## begin

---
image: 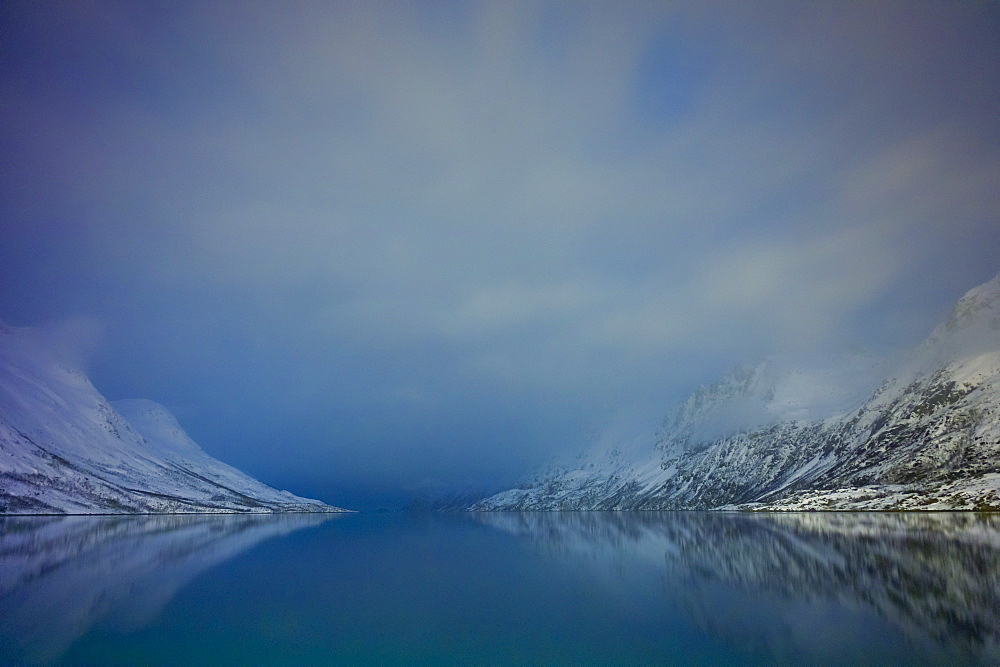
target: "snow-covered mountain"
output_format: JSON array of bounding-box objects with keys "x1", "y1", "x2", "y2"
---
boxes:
[
  {"x1": 0, "y1": 324, "x2": 343, "y2": 514},
  {"x1": 472, "y1": 275, "x2": 1000, "y2": 510}
]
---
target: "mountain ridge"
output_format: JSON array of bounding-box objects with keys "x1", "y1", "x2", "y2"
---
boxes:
[
  {"x1": 0, "y1": 323, "x2": 346, "y2": 514},
  {"x1": 470, "y1": 275, "x2": 1000, "y2": 511}
]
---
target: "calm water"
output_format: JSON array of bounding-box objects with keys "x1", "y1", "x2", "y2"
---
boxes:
[{"x1": 0, "y1": 512, "x2": 1000, "y2": 665}]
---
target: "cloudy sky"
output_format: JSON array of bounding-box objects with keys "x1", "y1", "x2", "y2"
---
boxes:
[{"x1": 0, "y1": 0, "x2": 1000, "y2": 506}]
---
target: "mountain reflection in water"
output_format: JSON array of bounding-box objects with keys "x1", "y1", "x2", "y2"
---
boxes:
[
  {"x1": 476, "y1": 512, "x2": 1000, "y2": 663},
  {"x1": 0, "y1": 514, "x2": 334, "y2": 664}
]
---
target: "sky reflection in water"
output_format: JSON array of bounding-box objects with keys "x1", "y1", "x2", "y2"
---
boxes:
[{"x1": 0, "y1": 512, "x2": 1000, "y2": 664}]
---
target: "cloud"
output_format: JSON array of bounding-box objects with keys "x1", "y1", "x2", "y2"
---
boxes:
[{"x1": 0, "y1": 2, "x2": 1000, "y2": 500}]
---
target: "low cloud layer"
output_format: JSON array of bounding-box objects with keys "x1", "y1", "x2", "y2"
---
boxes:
[{"x1": 0, "y1": 2, "x2": 1000, "y2": 504}]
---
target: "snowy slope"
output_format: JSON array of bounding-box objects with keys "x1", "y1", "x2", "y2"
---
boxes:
[
  {"x1": 472, "y1": 276, "x2": 1000, "y2": 510},
  {"x1": 0, "y1": 324, "x2": 348, "y2": 514}
]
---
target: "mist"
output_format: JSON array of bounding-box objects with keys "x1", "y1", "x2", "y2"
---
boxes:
[{"x1": 0, "y1": 2, "x2": 1000, "y2": 507}]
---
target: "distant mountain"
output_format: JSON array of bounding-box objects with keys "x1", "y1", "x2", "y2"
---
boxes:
[
  {"x1": 471, "y1": 275, "x2": 1000, "y2": 511},
  {"x1": 0, "y1": 324, "x2": 344, "y2": 514}
]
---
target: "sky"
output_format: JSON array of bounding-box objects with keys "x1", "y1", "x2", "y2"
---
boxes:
[{"x1": 0, "y1": 0, "x2": 1000, "y2": 508}]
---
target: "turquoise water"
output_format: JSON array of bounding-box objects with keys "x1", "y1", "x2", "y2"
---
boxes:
[{"x1": 0, "y1": 512, "x2": 1000, "y2": 665}]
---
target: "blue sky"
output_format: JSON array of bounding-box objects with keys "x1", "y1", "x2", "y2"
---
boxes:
[{"x1": 0, "y1": 1, "x2": 1000, "y2": 505}]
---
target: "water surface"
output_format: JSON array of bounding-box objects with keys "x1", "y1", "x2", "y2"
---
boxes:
[{"x1": 0, "y1": 512, "x2": 1000, "y2": 664}]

## end

--- What to do ---
Pick out every line of the entries above that contains the string "water", matching case exactly.

--- Response for this exercise ---
target: "calm water"
target: "mountain reflection in water"
target: "sky reflection in water"
target: "turquoise water"
target: "water surface"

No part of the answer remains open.